===== Entries supplied =====
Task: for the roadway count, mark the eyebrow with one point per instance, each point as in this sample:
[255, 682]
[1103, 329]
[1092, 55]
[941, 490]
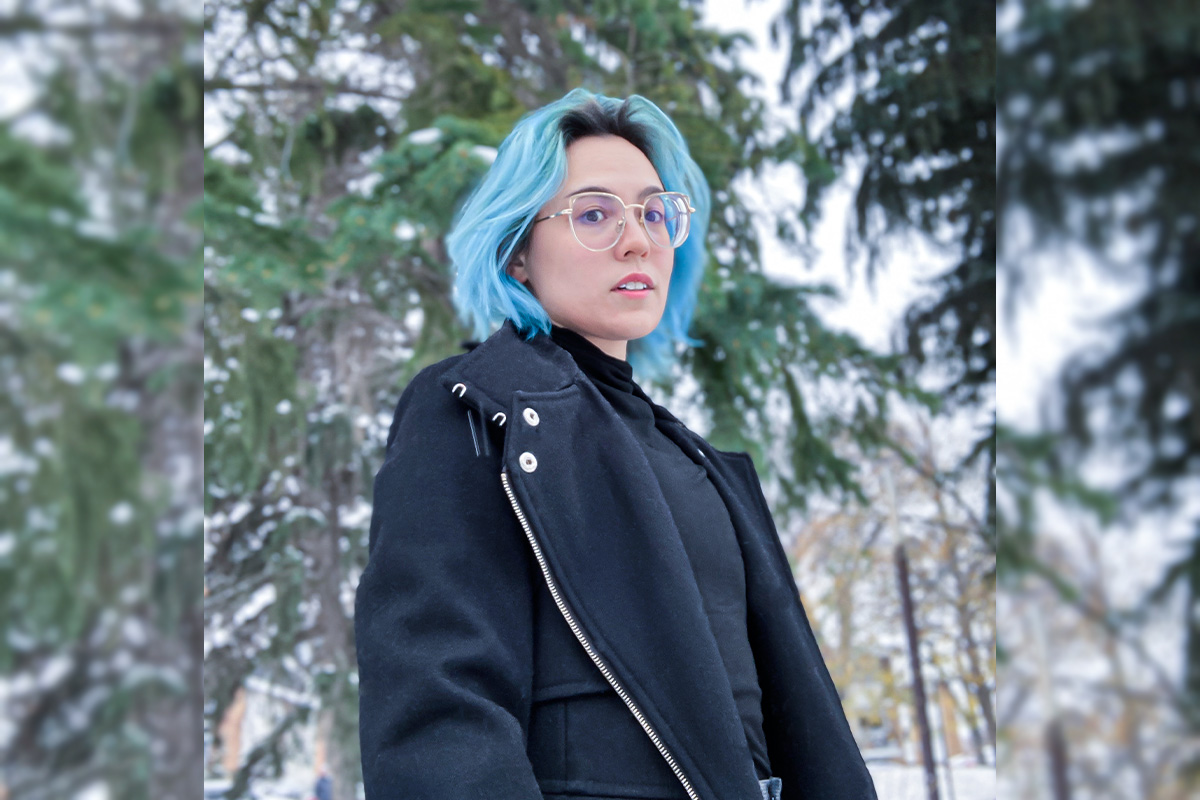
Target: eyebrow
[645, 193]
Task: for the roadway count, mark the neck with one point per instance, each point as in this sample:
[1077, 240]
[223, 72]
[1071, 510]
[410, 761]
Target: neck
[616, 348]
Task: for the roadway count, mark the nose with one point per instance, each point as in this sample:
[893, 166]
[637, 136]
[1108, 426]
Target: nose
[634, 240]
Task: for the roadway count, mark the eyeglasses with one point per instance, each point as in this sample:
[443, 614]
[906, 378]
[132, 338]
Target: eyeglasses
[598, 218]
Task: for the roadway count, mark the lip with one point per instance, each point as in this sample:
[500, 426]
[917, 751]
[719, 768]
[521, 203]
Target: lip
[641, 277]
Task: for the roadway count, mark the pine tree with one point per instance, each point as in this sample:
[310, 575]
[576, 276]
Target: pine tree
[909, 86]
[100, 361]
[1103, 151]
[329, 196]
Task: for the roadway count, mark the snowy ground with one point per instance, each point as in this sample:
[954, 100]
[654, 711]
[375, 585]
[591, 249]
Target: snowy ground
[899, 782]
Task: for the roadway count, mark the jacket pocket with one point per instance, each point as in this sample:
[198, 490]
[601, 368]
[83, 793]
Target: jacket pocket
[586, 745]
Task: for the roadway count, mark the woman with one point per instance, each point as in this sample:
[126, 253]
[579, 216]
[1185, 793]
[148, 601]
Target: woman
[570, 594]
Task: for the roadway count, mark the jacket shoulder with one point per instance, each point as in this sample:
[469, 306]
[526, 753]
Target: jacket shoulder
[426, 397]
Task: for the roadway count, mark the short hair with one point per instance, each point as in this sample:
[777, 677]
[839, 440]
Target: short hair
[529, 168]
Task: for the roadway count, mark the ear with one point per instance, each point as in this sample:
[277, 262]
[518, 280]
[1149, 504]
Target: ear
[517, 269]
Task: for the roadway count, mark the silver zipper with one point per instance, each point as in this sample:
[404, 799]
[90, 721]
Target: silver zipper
=====
- Task item
When the line containing "Task: for the roadway count, mark the silver" is found in the records above, restate it and every later line word for word through the last one, and nothing more.

- Exercise solution
Task: for the roadway count, mark the silver zipper with one point per instance, each point as in this sample:
[404, 799]
[90, 721]
Target: silver zipper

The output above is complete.